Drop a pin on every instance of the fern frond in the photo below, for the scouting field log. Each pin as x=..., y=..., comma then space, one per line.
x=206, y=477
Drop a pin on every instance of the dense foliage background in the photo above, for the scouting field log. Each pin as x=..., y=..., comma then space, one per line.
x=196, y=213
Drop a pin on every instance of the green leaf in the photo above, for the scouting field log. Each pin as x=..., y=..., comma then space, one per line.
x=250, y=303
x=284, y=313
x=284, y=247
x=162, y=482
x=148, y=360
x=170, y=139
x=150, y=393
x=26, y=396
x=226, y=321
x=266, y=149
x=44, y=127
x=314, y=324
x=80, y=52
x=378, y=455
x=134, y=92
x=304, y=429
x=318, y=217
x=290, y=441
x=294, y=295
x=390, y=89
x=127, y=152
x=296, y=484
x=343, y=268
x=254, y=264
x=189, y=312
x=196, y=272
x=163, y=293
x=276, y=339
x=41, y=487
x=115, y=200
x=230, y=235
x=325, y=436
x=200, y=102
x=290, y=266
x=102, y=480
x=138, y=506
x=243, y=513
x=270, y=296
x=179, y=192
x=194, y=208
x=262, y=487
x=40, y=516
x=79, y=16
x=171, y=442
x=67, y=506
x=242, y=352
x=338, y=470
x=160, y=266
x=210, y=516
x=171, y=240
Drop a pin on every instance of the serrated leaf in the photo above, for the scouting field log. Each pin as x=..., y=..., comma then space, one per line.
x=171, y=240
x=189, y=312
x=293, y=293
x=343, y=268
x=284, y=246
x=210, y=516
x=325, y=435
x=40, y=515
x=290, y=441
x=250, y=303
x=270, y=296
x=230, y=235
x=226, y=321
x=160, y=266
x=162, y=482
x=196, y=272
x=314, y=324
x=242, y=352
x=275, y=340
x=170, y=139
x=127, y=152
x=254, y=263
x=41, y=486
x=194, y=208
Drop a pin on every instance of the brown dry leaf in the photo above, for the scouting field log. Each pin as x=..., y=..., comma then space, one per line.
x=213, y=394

> [What the task requires] Each line of the data must be returned exactly.

> [Exercise result]
Drop a pin on every instance of the fern frond in the photo below, for the scouting field log. Each pin as x=..., y=..., comma then space, one per line.
x=206, y=477
Drop a pin on every instance of the dense foliage background in the photo above, for the scouting field log. Each pin as x=..., y=..., comma then space, one per line.
x=196, y=213
Drop a pin on every instance of the green leaf in the photo above, for the scouting field log. Each pin as x=..., y=..., comma then space, one per line.
x=250, y=303
x=284, y=313
x=284, y=247
x=162, y=482
x=148, y=360
x=170, y=139
x=150, y=393
x=26, y=396
x=226, y=321
x=266, y=149
x=44, y=127
x=314, y=324
x=80, y=52
x=378, y=455
x=134, y=92
x=304, y=429
x=318, y=217
x=290, y=441
x=294, y=295
x=390, y=89
x=127, y=152
x=296, y=484
x=343, y=268
x=254, y=264
x=189, y=312
x=196, y=272
x=163, y=293
x=276, y=339
x=41, y=487
x=115, y=200
x=230, y=235
x=325, y=436
x=200, y=102
x=290, y=266
x=102, y=480
x=138, y=506
x=243, y=513
x=270, y=296
x=179, y=192
x=194, y=208
x=262, y=487
x=40, y=516
x=79, y=16
x=171, y=442
x=67, y=506
x=242, y=352
x=338, y=470
x=160, y=266
x=210, y=516
x=171, y=240
Drop a pin on every instance of the serrated leaf in the photo above, for the scouting field log. Each pin as x=..., y=..., comma then space, one per line.
x=171, y=240
x=189, y=312
x=293, y=293
x=343, y=268
x=284, y=246
x=210, y=516
x=325, y=435
x=40, y=515
x=290, y=441
x=250, y=303
x=270, y=296
x=230, y=235
x=226, y=321
x=160, y=266
x=162, y=482
x=196, y=272
x=314, y=324
x=242, y=352
x=275, y=340
x=170, y=139
x=127, y=152
x=254, y=263
x=41, y=486
x=194, y=208
Drop a pin on every instance of the brown dry leaf in the photo above, for the scouting field log. Each pin as x=..., y=..., comma then space, one per line.
x=213, y=394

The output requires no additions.